## REQUIRED WORK:
Show every line in the records below that contains the word "path".

## DATA EXTRACT:
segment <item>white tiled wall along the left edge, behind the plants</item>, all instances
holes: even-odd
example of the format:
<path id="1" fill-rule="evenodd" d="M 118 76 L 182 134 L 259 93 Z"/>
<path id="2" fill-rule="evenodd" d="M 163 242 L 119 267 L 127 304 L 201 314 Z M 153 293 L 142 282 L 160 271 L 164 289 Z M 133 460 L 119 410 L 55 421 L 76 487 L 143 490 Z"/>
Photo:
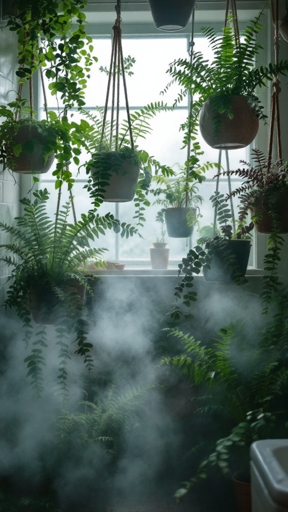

## WRITTEN RESPONSE:
<path id="1" fill-rule="evenodd" d="M 118 76 L 182 134 L 259 93 Z"/>
<path id="2" fill-rule="evenodd" d="M 163 242 L 119 267 L 127 304 L 201 314 Z M 153 293 L 142 282 L 160 271 L 164 289 Z M 133 460 L 119 410 L 55 421 L 76 487 L 143 490 Z"/>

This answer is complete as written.